Activity: Your task is to return all of the entries below exactly, leaving out each picture.

Data extract:
________

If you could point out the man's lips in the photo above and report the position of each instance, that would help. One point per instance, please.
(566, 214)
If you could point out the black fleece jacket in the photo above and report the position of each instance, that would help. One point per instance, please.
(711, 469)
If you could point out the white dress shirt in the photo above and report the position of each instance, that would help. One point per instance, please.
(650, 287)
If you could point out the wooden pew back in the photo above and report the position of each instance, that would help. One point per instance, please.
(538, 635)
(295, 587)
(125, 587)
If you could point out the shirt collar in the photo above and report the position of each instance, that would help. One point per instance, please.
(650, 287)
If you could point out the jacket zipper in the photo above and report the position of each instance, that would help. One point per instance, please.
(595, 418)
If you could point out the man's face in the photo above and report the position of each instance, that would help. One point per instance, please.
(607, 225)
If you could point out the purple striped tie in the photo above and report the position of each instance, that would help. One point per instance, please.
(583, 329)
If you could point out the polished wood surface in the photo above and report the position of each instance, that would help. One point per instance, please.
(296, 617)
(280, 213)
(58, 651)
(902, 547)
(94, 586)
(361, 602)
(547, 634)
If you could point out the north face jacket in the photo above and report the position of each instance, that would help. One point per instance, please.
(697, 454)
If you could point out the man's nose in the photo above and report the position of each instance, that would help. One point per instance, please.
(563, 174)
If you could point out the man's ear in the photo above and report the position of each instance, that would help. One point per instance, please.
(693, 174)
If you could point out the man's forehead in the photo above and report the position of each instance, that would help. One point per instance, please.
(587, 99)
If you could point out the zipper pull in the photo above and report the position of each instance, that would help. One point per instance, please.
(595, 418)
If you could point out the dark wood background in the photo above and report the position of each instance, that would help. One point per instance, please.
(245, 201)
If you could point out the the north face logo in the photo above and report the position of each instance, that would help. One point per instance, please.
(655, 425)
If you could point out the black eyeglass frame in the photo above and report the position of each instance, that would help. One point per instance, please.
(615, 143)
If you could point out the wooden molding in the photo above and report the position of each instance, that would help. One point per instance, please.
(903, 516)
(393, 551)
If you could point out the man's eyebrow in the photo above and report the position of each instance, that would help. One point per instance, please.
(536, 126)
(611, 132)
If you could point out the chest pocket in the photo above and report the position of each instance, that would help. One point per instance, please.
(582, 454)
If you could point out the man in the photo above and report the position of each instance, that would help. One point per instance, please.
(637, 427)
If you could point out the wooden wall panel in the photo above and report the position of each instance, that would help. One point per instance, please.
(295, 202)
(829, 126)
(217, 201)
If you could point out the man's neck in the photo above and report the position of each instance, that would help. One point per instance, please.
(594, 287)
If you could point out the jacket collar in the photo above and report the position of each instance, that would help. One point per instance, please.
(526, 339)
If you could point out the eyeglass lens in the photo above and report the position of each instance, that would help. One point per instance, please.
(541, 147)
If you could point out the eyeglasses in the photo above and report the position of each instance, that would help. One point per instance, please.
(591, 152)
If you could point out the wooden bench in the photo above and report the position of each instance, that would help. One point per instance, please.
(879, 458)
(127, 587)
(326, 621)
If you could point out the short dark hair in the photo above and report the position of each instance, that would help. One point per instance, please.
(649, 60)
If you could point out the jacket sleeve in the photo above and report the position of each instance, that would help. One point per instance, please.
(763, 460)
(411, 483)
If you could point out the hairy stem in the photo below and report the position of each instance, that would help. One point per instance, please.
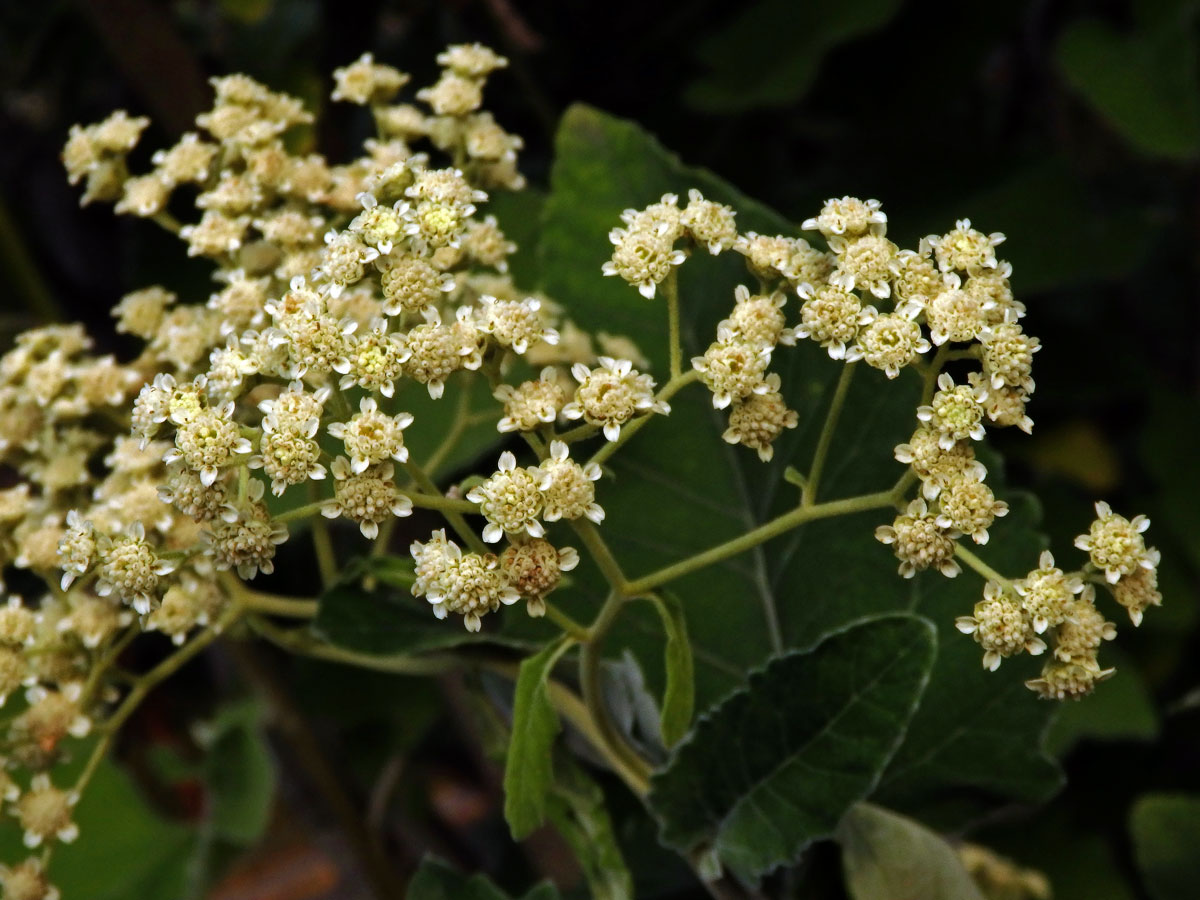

________

Solution to the problem:
If you could point out the man's lips in the photo above and report the position of each instance, that would help. One point per instance, please.
(566, 214)
If you could point out the black fleece jacket in the photo above and report the position of each instance, that would help. One point per instance, please.
(711, 469)
If you could point out the white dress shirt in the photo above and report the position of each instance, that would help. One point per instance, please.
(650, 287)
If you could point out the wooden pew back in the photo above and report the position of each instance, that would help. One point per instance, please.
(538, 635)
(295, 587)
(125, 587)
If you could point out the shirt collar in the photo above and report the position of each instance, that would help. One point per instance, please.
(650, 287)
If you could point out the jacket zipper in the photo above and report the position of each instance, that would help. One point per instance, please.
(595, 418)
If you could point out the man's face in the photo above and report the position of each instance, that would help. One point per instance, please.
(607, 225)
If you could point out the purple striped tie in the photo above and report the position of each instance, that would help. One point per instance, please.
(583, 329)
If you could point out the polished wood surface in the photo above and report the position of each instance, that would help. One point per instance, please.
(296, 617)
(280, 213)
(58, 651)
(902, 547)
(94, 586)
(361, 602)
(547, 634)
If you could point out the north face jacket in the photo above and report the position of each instance, that would help. One point per instance, please.
(697, 454)
If you could point out the man's nose in the photo above and report the position of each instance, that would help. One point per instance, please.
(563, 174)
If you could point out the man's ear in the photo above and report the position of each instance, that would help. One point per instance, please.
(693, 174)
If you could point out the man's forehead in the photo above and report the position of each instance, that would help. One point per instance, please.
(587, 99)
If you could point out the zipper pull in the photo above and report the position of each instance, that would help. One point per instance, please.
(595, 418)
If you could point out the dark wood background in the photo above and report the position of each instance, that would help. One point per instance, please.
(245, 201)
If you could point out the the north face logo in the photo above and report the position of each instance, that would help. One point per instance, please.
(655, 425)
If you could point out the black eyeglass frame in the photo above and report the position of each instance, that would help. One point per instance, please.
(615, 143)
If you could point out the wooden molding in the photo above and report the position of each instance, that would help. One point per instance, please.
(903, 516)
(393, 551)
If you could point out the man's eyebrow in the photo above and report the position of each instance, that would help. One point per instance, please.
(536, 126)
(611, 132)
If you could point out the chest pocket in the photo above and report the position of each instance, that would help. One point per instance, please.
(582, 454)
If you could point out the man in the photo above and report the position of each instance, that would help. One point per instance, please.
(637, 427)
If you could point out the wooden wall panel in the photo above and report the position of each instance, that would help. One point per instance, please.
(295, 202)
(829, 126)
(217, 201)
If you could point out the man's neck in the photo above and report the position of each instance, that would help. One point per instance, please.
(594, 287)
If you could point out the jacket collar in the photo above and report the position of each instance, that would help. One point per instance, please.
(526, 339)
If you could point out the eyeglass lens in the photo above and report the position of each instance, that would help. One point per instance, please.
(541, 147)
If you could point out the eyeglasses in the photo above and report the position of each instance, that would help. One point per instance, please.
(591, 152)
If you could point out the wooden bench in the photo above and report the position of each instance, that would help. One point per instance, please.
(879, 458)
(127, 587)
(326, 621)
If you could point out the short dark hair in the photo above and report the position of each instance, that would help. One point per instance, please.
(649, 60)
If you could point out the jacket sleeve in the photo above and report the position of each instance, that would help. One point per instance, please.
(763, 460)
(411, 483)
If you could point out the hairy stem in the photo below and report the position of each instance, that would help. One point per instance, please.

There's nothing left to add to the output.